**** PASSAGE TO READ ****
This article was published on EurekAlert.org.

Chili pepper is a common guest in Italians kitchens, and over the centuries it has been praised for its supposed therapeutic virtues. Now an Italian research shows that people who consume it on a regular basis have a mortality risk for every cause reduced by 23% compared to those who do not like it. The study, published in the Journal of the American College of Cardiology (JACC), has been conducted by the Department of Epidemiology and Prevention of I.R.C.C.S. Neuromed in Pozzilli, Italy, in collaboration with the Department of Oncology and Molecular Medicine of the Istituto Superiore di Sanità in Rome, the University of Insubria in Varese and the Mediterranean Cardiocentro in Naples.

The research examined 22,811 citizens of Molise region, in Italy, participating in the Moli-sani study. Following their health status for an average period of about 8 years, and comparing it with their eating habits, Neuromed researchers observed that, in people regularly consuming chili pepper (4 times a week or more), the risk of dying of a heart attack was cut down by 40%. Risk reduction for cerebrovascular mortality was even higher since it resulted more than halved.

"An interesting fact - says Marialaura Bonaccio, Neuromed epidemiologist and first author of the publication - is that protection from mortality risk was independent of the type of diet people followed. In other words, someone can follow the healthy Mediterranean diet, someone else can eat less healthily, but for all of them chili pepper has a protective effect".

The Moli-sani study is the first to explore the properties of this spice in relation to the risk of death in a European and Mediterranean population.

"Chili pepper - comments Licia Iacoviello, Director of the Department of Epidemiology and Prevention at the I.R.C.C.S. Neuromed and Professor of Hygiene and Public Health at the Università dell'Insubria of Varese - is a fundamental component of our food culture. We see it hanging on Italian balconies, and even depicted in jewels. Over the centuries, beneficial properties of all kinds have been associated with its consumption, mostly on the basis of anecdotes or traditions, if not magic. It is important now that research deals with it in a serious way, providing rigor and scientific evidence. And now, as already observed in China and in the United States, we know that the various plants of the capsicum species, although consumed in different ways throughout the world, can exert a protective action towards our health".
****
• **WHAT THIS EXERCISE ASKS**
a) Summarize the article on chili pepper in two sentences.
b) In the article on chili pepper, how many citizens of the Molise region did the research examine?
c) Reproduce the passage of the article on chili pepper that begins with the words "This article was" and ends with "Cardiocentro in Naples.".
**** MATERIAL SUPPLIED ****
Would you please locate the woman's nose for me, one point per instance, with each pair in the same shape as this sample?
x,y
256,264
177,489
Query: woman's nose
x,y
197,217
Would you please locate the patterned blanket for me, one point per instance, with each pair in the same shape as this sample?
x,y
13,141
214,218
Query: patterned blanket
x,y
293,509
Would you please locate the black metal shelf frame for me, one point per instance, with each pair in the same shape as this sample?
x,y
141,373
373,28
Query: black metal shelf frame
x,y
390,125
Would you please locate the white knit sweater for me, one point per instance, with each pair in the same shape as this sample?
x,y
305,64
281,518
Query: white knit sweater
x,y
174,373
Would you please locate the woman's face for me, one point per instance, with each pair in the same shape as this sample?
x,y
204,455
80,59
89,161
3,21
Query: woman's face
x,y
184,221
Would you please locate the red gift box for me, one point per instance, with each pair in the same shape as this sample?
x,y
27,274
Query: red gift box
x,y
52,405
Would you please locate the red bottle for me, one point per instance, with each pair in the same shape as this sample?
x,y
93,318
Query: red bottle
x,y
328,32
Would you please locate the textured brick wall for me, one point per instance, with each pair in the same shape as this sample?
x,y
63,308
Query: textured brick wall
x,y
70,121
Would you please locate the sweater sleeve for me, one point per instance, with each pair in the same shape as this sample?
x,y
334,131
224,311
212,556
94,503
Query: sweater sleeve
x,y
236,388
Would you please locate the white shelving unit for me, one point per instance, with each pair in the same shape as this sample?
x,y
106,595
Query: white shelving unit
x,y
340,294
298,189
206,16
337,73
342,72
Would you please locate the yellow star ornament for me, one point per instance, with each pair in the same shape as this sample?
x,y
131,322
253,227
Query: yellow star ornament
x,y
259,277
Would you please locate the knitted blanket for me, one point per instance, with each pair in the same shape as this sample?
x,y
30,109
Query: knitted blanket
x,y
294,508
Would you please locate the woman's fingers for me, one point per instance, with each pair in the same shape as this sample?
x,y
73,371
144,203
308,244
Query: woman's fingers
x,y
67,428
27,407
****
• **SOLUTIONS TO THE EXERCISE**
a) An Italian study of 22,811 people in the Molise region, published in the Journal of the American College of Cardiology, found that those who eat chili pepper regularly had a 23% lower risk of death from all causes than those who do not. Among people eating it four or more times a week, the risk of dying of a heart attack fell by 40% and cerebrovascular mortality was more than halved, whatever diet they followed.

b) 22,811

c)
This article was published on EurekAlert.org.

Chili pepper is a common guest in Italians kitchens, and over the centuries it has been praised for its supposed therapeutic virtues. Now an Italian research shows that people who consume it on a regular basis have a mortality risk for every cause reduced by 23% compared to those who do not like it. The study, published in the Journal of the American College of Cardiology (JACC), has been conducted by the Department of Epidemiology and Prevention of I.R.C.C.S. Neuromed in Pozzilli, Italy, in collaboration with the Department of Oncology and Molecular Medicine of the Istituto Superiore di Sanità in Rome, the University of Insubria in Varese and the Mediterranean Cardiocentro in Naples.